[start]

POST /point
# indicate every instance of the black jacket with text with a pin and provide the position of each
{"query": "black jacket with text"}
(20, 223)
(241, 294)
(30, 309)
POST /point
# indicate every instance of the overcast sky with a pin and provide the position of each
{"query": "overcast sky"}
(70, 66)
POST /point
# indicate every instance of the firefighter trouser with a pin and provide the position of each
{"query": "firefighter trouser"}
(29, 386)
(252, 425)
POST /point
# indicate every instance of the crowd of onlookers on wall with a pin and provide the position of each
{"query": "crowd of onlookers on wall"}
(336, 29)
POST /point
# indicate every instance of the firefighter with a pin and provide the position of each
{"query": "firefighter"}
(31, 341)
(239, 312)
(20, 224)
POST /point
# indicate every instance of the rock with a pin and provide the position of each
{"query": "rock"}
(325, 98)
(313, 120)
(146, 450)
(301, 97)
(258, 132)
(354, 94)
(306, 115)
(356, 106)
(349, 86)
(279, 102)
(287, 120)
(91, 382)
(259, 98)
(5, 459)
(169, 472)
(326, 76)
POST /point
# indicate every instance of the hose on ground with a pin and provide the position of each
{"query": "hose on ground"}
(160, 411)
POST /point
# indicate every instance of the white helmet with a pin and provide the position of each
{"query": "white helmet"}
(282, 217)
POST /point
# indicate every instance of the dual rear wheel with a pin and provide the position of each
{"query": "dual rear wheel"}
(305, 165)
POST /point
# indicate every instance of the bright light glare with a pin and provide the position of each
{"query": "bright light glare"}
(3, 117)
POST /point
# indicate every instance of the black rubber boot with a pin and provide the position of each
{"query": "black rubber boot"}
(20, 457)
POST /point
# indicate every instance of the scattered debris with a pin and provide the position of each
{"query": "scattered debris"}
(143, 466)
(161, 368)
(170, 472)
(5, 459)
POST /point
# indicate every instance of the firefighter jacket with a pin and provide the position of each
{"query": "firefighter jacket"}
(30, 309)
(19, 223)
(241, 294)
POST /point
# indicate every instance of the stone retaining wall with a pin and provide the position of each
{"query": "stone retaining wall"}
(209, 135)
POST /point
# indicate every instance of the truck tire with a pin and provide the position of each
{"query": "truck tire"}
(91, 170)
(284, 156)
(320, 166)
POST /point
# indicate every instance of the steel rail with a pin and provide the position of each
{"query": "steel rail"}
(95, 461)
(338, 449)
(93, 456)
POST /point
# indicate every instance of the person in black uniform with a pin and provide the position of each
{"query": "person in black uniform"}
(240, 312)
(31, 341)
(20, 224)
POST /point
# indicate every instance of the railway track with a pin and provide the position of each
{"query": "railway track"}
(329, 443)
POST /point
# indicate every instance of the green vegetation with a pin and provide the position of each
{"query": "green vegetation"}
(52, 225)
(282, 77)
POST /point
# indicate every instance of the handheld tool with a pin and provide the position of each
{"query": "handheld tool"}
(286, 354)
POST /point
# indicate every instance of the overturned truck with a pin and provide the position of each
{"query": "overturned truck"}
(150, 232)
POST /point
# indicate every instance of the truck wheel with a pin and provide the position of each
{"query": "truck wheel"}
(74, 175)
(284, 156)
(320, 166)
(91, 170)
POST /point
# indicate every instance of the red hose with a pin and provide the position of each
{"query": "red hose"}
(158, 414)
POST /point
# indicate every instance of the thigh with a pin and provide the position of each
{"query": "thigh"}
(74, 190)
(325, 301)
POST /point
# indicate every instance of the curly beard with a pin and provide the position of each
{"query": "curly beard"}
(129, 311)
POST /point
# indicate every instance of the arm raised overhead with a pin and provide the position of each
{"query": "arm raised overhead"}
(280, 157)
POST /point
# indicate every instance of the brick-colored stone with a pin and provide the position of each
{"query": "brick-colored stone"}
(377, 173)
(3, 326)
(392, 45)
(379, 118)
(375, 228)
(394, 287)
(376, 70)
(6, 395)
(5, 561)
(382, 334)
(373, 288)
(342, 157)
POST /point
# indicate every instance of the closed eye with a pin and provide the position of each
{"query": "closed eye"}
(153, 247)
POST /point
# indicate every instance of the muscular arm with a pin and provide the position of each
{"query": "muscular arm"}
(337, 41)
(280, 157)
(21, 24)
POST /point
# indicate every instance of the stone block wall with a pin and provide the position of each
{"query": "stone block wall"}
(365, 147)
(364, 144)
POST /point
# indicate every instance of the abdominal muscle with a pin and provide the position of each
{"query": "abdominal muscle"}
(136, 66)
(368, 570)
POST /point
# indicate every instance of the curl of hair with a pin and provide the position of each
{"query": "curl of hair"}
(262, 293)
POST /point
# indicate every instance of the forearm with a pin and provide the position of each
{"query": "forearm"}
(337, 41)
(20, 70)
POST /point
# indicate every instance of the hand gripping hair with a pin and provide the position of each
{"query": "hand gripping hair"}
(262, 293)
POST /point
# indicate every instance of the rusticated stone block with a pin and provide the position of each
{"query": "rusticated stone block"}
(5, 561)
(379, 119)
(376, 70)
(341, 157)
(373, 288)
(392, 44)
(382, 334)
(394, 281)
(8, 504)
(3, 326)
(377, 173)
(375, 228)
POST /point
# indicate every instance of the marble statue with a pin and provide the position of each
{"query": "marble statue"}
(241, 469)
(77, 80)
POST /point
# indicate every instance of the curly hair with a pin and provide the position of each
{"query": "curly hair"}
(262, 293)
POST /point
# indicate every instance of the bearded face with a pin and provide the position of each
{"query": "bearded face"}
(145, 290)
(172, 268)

[end]

§ Requirements
Transcribe the full listing above without leaving anything out.

§ Result of this exercise
POST /point
# indicate every instance of the black jacket with text with a pin and provide the position of each
{"query": "black jacket with text"}
(20, 223)
(241, 294)
(30, 309)
POST /point
# indicate every instance of the overcast sky with a pin and provide the position of each
{"query": "overcast sky"}
(70, 66)
POST /point
# indicate every instance of the firefighter trouser with a pin and provide the position of each
{"query": "firefighter trouser"}
(29, 386)
(252, 425)
POST /point
# indicate every instance of the crowd of onlookers on wall with a pin and provide the position of each
{"query": "crowd of onlookers on wall"}
(336, 29)
POST /point
# indicate every instance of the firefighter with a pin and provide the position of each
{"query": "firefighter"}
(31, 341)
(239, 312)
(20, 224)
POST /point
# indicate every instance of the rock with a pin and provide the position of each
{"query": "rock"}
(325, 98)
(313, 120)
(146, 450)
(301, 97)
(258, 132)
(354, 94)
(306, 115)
(356, 106)
(349, 86)
(279, 102)
(287, 120)
(91, 382)
(259, 98)
(5, 459)
(169, 472)
(326, 76)
POST /point
# indicate every instance of the hose on ground with a pin and provide the position of each
{"query": "hose on ground"}
(160, 411)
POST /point
# indicate every instance of the white helmet with a pin and provide the position of each
{"query": "white helmet"}
(282, 217)
POST /point
# indicate every instance of the dual rear wheel with a pin and provide the position of each
{"query": "dual rear wheel"}
(305, 165)
POST /point
# indicate every instance of the bright light glare with a pin and provide the position of each
{"query": "bright light glare"}
(3, 117)
POST /point
# indicate every instance of the black rubber boot with a pin and provide the position of each
{"query": "black rubber boot"}
(20, 457)
POST /point
# indicate every instance of the scattered debris with a pin and provide the position of each
{"query": "scattered debris"}
(143, 466)
(161, 368)
(170, 472)
(5, 459)
POST /point
# indicate every instance of the firefighter jacket with a pin and provide the position of each
{"query": "firefighter jacket"}
(30, 309)
(19, 223)
(241, 294)
POST /point
# indicate every instance of the stone retaining wall with a pin and provide the position of each
{"query": "stone retaining wall"}
(209, 135)
POST /point
# indicate every instance of the truck tire with a pin and provide the position of each
{"query": "truck tire"}
(91, 170)
(284, 156)
(320, 166)
POST /point
# indicate every instance of the steel rail with a pin and provide the position of each
{"query": "steel rail"}
(95, 461)
(338, 449)
(93, 456)
POST /point
# indicate every instance of the person in black uniform with a pin and provide the position of each
{"query": "person in black uniform"}
(240, 312)
(31, 341)
(20, 224)
POST /point
# indicate every instance of the railway track with a pin and provide the position of each
{"query": "railway track"}
(329, 443)
POST /point
# indicate every instance of the green vegetation with a pin and provide the position of each
{"query": "green vegetation"}
(52, 225)
(282, 77)
POST /point
# indicate every instance of the handheld tool with a pin and provide the position of each
{"query": "handheld tool"}
(286, 354)
POST /point
# indicate every instance of the overturned truck with a pin and provide the position of each
{"query": "overturned truck"}
(150, 232)
POST /point
# indicate every instance of the truck wheel with a pin and provide the position of each
{"query": "truck wheel"}
(74, 175)
(284, 156)
(320, 166)
(91, 170)
POST /point
# indicate every instance of the red hose with a pin and provide the position of each
{"query": "red hose"}
(158, 414)
POST /point
# indicate every instance of the thigh with a pin and provide the position of each
{"query": "thigh"}
(74, 190)
(325, 301)
POST /point
# indicate every instance of the curly beard with a pin and provide the position of each
{"query": "curly beard"}
(129, 311)
POST /point
# indicate every instance of the arm raised overhead with a pin and provide the position of each
{"query": "arm raised overhead"}
(280, 157)
POST /point
# indicate every instance of the brick-colored stone with a pin and provide the position of each
{"query": "brick-colored stone"}
(377, 173)
(3, 326)
(392, 45)
(379, 118)
(375, 228)
(394, 287)
(376, 70)
(6, 395)
(5, 561)
(382, 334)
(373, 288)
(342, 157)
POST /point
# indicate every instance of the closed eye with a pin and provide the position of each
{"query": "closed eye"}
(153, 247)
POST /point
# indicate every instance of the muscular arm with a pin and provide the position of each
{"query": "muscular arm"}
(337, 41)
(280, 157)
(21, 24)
POST /point
# indicate every instance of the stone block wall with a pin and provide the position of each
{"query": "stone block wall"}
(365, 147)
(364, 144)
POST /point
# indicate every instance of the abdominal muscle with a pin and provide the position of each
{"query": "abdominal muscle"}
(136, 66)
(368, 570)
POST /point
# indicate every instance of the curl of hair with a pin and provide the position of each
{"query": "curl of hair"}
(262, 293)
POST /point
# indicate every instance of the forearm with a pin and provide the position of each
{"query": "forearm"}
(337, 41)
(20, 70)
POST /point
# indicate every instance of the hand gripping hair with a pin and provide the position of each
{"query": "hand gripping hair"}
(262, 293)
POST /point
# indicate every instance of the rusticated stone block with a pin and provide the position of each
{"query": "rusticated stone block"}
(5, 561)
(379, 119)
(376, 70)
(341, 157)
(373, 288)
(392, 44)
(382, 334)
(394, 281)
(8, 504)
(3, 326)
(377, 173)
(375, 228)
POST /point
# indicate every instance of the marble statue with a pin and provide the position of each
{"query": "marble statue"}
(241, 469)
(77, 80)
POST /point
# indicate every instance of the curly hair with a pin and provide the position of each
{"query": "curly hair"}
(262, 293)
POST /point
# indicate every instance of the bearded face with a pin and provide the position of each
{"query": "bearded face"}
(145, 290)
(172, 268)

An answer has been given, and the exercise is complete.